◆ Selection
----------------
The FA cup was not played for throughout the war, leaving Portsmouth, who had won it in 1939, holding it until Derby County took it in the 1946 final, but in March 1940 a ‘War Cup’ competit
ion was introduced. Following a knockout format, it took just seven weeks to produce its first finalists, West Ham and Blackburn Rovers, with West Ham winning 1–0 at Wembley. By now the ‘phoney war’ was over; among those watching the match were soldiers, admitted free, who just one week before had been taken off the beaches at Dunkirk. The crowds differed from those before the war, not only in size and in the preponderance of uniforms, but because that standard accessory of the pre-war supporter, the football rattle, was banned – it was too much like the gas warning!
Professional football continued to be played throughout the war, although the standard was often poor due to the lack of available players; there were also many local matches, often fund-raisers for ‘Warship Week’, or the ‘Spitfire Fund’. Usually played between police, fire brigade, civil defence or service teams, they often featured celebrity players.
----------------
◆ Provided material
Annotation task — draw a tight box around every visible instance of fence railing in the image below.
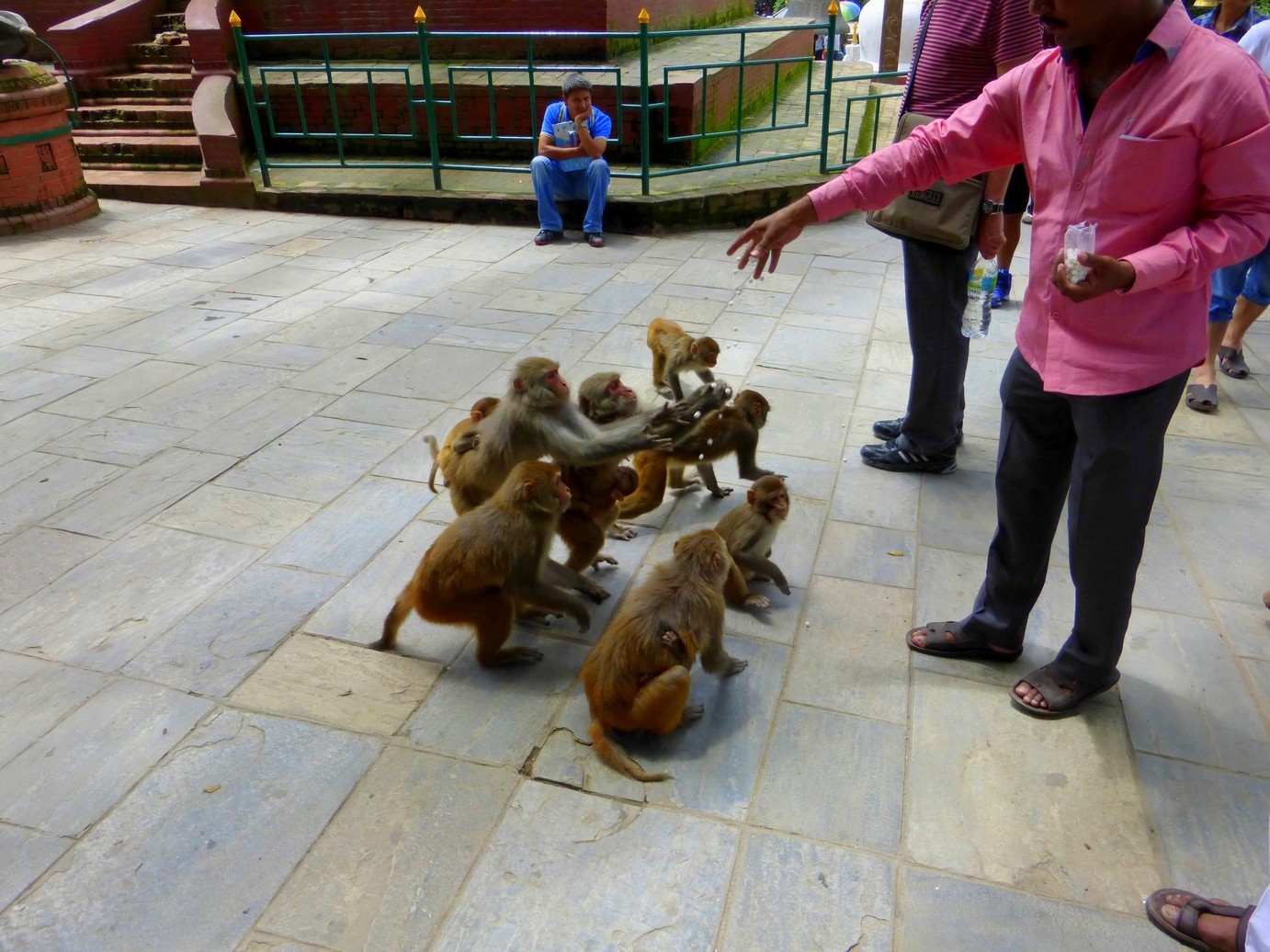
----------------
◆ Exercise
Repeat, word for word, the part of the passage on wartime football that opens with the words containing "The FA cup was" and closes with "the gas warning!".

◆ Reply
The FA cup was not played for throughout the war, leaving Portsmouth, who had won it in 1939, holding it until Derby County took it in the 1946 final, but in March 1940 a ‘War Cup’ competit
ion was introduced. Following a knockout format, it took just seven weeks to produce its first finalists, West Ham and Blackburn Rovers, with West Ham winning 1–0 at Wembley. By now the ‘phoney war’ was over; among those watching the match were soldiers, admitted free, who just one week before had been taken off the beaches at Dunkirk. The crowds differed from those before the war, not only in size and in the preponderance of uniforms, but because that standard accessory of the pre-war supporter, the football rattle, was banned – it was too much like the gas warning!